● Things to do
a - Repeat word for word the part of the passage on exchange trading fees that runs from "VIP volume aggregation" down to "every few quarters.".
b - For each statement, say yes or no according to the passage on exchange trading fees, and quote the words that decide it. (i) Discounts for paying fees in an exchange's native token range from 10% to 55%. (ii) VIP volume on an exchange counts only futures trades. (iii) The passage calls holding about one quarter's worth of expected fees in the native token a common practice.
c - Write the next part of the passage on exchange trading fees, starting after its last sentence.

--- begin Excerpt to read ---

Reading the comparison: for an operator running $500k monthly volume across two exchanges with no VIP tier, switching from a 0.055% taker venue to MEXC's 0.02% saves $350 per $1M traded per leg — multiplied across 4 fee events per cycle, the annual saving on a moderate book exceeds $10,000. For high-volume operators ($50M+ monthly), Binance VIP3+ with BNB discount or OKX VIP4+ with OKB discount become hard to beat because deep liquidity reduces slippage by another 0.01–0.03% per cycle. Always update the Taker Fee field in your Arbitron exchange key settings to match your actual VIP tier and native-token-discount status — outdated fee values cause the engine to misjudge break-even thresholds and either skip profitable signals or chase unprofitable ones.

Fee Optimization Strategies

Native token holding is the fastest fee reduction. Buy and hold the exchange's native token (BNB on Binance, OKB on OKX, BGB on Bitget, GT on Gate.io, KCS on KuCoin) and enable "pay fees in native token" in account settings. Discounts range from 10% (BNB) to 55% (GT at top tier). The trade-off is token price exposure — BNB at $700 is volatile, so do not park your entire fee budget. A common practice is to hold roughly one quarter's worth of expected fees in the native token, top up monthly, and treat the discount as guaranteed P&L rather than speculation. Verify the discount applies to futures takers specifically — some exchanges grant the discount only on spot trades.

VIP volume aggregation across pairs. Every exchange measures VIP volume across all trading pairs on that venue — spot, perps, and margin all count toward the same monthly total. Consolidate your activity on fewer exchanges to climb VIP tiers faster: $5M traded across 5 exchanges leaves all five at base tier, while $5M concentrated on one venue might hit VIP1 or VIP2 and unlock 15–25% fee reduction. Some exchanges (Binance, OKX) also count BNB-token holdings or asset deposits toward VIP eligibility, blending volume with balance requirements. Check the exact VIP qualification formula on each exchange's official page — it varies, and the rules change every few quarters.

--- end Excerpt to read ---
--- begin Information shown ---

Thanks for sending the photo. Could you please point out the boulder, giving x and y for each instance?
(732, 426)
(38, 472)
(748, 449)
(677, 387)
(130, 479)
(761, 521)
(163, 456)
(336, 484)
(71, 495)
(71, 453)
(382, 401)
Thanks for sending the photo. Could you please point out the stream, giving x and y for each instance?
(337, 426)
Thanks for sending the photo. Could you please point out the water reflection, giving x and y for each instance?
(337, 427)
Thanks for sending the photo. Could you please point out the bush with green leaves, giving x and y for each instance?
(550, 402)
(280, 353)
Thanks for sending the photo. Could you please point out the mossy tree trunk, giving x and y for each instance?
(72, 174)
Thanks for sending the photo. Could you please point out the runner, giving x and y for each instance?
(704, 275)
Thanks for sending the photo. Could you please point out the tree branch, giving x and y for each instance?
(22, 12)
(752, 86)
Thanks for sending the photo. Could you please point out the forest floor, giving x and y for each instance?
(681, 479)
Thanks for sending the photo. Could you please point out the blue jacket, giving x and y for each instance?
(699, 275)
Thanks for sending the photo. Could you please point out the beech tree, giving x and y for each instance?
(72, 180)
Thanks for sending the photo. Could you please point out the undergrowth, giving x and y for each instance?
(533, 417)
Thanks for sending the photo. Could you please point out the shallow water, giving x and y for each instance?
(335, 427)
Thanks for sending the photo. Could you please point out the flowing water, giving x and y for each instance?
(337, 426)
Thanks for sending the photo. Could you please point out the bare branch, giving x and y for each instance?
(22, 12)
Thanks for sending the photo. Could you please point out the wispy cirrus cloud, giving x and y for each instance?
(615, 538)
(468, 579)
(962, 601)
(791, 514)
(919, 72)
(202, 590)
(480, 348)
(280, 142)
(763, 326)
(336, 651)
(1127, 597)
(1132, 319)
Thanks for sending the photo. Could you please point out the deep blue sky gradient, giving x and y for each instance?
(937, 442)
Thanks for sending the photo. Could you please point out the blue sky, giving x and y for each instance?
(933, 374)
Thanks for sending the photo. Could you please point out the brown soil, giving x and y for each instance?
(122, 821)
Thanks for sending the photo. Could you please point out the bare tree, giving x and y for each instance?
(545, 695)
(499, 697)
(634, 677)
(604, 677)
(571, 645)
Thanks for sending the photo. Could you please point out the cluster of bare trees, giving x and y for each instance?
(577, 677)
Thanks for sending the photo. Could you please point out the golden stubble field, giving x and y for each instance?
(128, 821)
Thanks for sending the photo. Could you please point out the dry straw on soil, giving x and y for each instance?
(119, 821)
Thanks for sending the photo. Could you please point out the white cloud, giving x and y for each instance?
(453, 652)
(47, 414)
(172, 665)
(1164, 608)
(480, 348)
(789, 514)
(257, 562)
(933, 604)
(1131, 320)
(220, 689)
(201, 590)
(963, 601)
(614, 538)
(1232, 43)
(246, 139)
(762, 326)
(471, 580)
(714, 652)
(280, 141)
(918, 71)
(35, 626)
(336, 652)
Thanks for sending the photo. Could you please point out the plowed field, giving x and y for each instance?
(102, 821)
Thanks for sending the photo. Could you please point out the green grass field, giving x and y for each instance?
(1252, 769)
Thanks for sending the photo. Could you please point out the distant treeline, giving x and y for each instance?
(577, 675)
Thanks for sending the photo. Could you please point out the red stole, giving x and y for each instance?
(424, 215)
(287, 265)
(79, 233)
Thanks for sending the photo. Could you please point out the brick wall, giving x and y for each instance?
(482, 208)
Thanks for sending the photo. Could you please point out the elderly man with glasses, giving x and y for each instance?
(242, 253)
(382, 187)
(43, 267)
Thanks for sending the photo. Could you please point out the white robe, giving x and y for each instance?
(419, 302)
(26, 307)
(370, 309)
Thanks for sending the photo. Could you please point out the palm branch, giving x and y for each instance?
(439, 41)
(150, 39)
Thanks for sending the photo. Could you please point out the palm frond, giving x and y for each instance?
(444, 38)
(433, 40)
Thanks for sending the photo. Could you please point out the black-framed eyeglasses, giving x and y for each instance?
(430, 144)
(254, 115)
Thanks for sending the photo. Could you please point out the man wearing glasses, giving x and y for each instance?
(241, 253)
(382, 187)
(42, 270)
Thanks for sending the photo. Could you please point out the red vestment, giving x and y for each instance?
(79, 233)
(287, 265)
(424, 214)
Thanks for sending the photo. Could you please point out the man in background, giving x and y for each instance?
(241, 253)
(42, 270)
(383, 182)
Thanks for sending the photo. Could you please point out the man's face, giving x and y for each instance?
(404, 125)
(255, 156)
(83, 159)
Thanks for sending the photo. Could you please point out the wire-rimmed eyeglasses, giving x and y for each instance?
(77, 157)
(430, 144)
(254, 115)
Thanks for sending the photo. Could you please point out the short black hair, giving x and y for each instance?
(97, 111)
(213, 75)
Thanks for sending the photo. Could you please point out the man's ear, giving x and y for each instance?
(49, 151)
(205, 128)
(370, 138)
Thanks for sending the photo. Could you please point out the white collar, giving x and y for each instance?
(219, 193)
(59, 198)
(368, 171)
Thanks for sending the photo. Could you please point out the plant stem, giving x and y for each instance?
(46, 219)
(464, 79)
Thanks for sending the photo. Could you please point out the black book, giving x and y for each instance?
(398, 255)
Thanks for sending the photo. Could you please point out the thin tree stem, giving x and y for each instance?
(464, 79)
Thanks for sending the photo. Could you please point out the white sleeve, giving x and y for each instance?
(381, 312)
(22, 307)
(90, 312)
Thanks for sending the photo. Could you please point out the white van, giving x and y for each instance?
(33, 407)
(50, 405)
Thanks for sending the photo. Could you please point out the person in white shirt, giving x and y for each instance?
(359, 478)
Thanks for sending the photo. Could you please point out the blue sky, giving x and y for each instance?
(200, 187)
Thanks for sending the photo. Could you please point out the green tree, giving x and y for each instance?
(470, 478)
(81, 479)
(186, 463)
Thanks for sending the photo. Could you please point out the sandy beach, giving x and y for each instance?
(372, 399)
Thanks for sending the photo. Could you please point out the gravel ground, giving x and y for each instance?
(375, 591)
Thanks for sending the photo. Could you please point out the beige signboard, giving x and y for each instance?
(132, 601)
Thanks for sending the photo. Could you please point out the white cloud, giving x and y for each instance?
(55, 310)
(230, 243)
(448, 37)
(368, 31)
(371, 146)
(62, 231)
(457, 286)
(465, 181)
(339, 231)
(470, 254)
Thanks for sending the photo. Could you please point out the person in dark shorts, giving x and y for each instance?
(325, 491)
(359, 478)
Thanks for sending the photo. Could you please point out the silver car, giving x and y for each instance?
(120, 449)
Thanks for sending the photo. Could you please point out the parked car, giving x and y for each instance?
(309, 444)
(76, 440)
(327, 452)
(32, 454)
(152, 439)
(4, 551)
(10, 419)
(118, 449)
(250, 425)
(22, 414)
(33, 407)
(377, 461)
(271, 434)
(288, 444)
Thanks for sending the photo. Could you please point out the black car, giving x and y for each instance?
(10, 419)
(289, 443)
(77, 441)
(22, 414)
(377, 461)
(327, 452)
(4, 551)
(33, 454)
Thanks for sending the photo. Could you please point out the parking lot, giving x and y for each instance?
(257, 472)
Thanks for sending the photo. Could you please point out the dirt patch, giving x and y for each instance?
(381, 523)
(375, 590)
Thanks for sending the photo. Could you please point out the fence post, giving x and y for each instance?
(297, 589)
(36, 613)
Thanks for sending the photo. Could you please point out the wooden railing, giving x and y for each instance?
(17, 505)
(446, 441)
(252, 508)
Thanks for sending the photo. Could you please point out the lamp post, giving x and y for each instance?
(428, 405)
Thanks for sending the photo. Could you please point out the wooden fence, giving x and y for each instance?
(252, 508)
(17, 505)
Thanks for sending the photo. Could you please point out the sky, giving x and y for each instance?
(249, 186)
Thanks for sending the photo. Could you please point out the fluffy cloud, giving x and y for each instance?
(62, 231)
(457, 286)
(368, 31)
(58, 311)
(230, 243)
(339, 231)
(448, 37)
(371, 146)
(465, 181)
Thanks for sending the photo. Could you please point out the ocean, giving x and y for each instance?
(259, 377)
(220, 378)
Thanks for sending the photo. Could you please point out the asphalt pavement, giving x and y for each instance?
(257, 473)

--- end Information shown ---

● Expected responses
a -
VIP volume aggregation across pairs. Every exchange measures VIP volume across all trading pairs on that venue — spot, perps, and margin all count toward the same monthly total. Consolidate your activity on fewer exchanges to climb VIP tiers faster: $5M traded across 5 exchanges leaves all five at base tier, while $5M concentrated on one venue might hit VIP1 or VIP2 and unlock 15–25% fee reduction. Some exchanges (Binance, OKX) also count BNB-token holdings or asset deposits toward VIP eligibility, blending volume with balance requirements. Check the exact VIP qualification formula on each exchange's official page — it varies, and the rules change every few quarters.

b -
(i) Yes: "Discounts range from 10% (BNB) to 55% (GT at top tier)."
(ii) No: "spot, perps, and margin all count toward the same monthly total."
(iii) Yes: "A common practice is to hold roughly one quarter's worth of expected fees in the native token"

c -
Referral codes and API-tier programs round out the optimization stack. Most exchanges offer lifetime taker fee rebates of 10–30% to users who sign up under a partner referral code — these stack on top of VIP discounts and native-token discounts and never expire. Always sign up through a verified referral before depositing. Some venues (OKX, Bybit, Bitget) operate separate API/institutional fee tiers with rates below the public VIP schedule, available to users who maintain consistent API trading volume and pass KYC-2. For high-frequency arbitrage strategies, exchange selection matters more than within-exchange optimization: avoid exchanges with kafkaesque rate limits (some smaller venues throttle to 5 orders/second), and prioritize venues with co-located matching engines (AWS Tokyo or AWS ap-southeast-1) for sub-50ms execution latency from your trade workers.

Frequently asked questions

Which exchange has the lowest crypto futures fees?

For low-volume operators, MEXC has the lowest pure-cost taker fee — a flat 0.02% with no VIP requirement, no native token needed, and zero maker fees on most pairs. For high-volume traders, Binance VIP9 (0.017%) and Gate.io with the 55% GT token discount at top tier can go lower, but only after millions in monthly volume. OKX with the OKB 20% discount sits between, attractive for mid-tier operators climbing VIP levels.

What is a maker vs taker fee?

A maker fee applies when your limit order rests on the order book and gets filled by another trader — you "make" liquidity. A taker fee applies when your order crosses the spread and consumes a resting order — you "take" liquidity. Taker fees are higher than maker fees (typically 0.04–0.06% vs 0.01–0.02%) because makers add useful liquidity. Arbitron always uses market orders for execution certainty, so every Arbitron trade pays the taker fee on both legs.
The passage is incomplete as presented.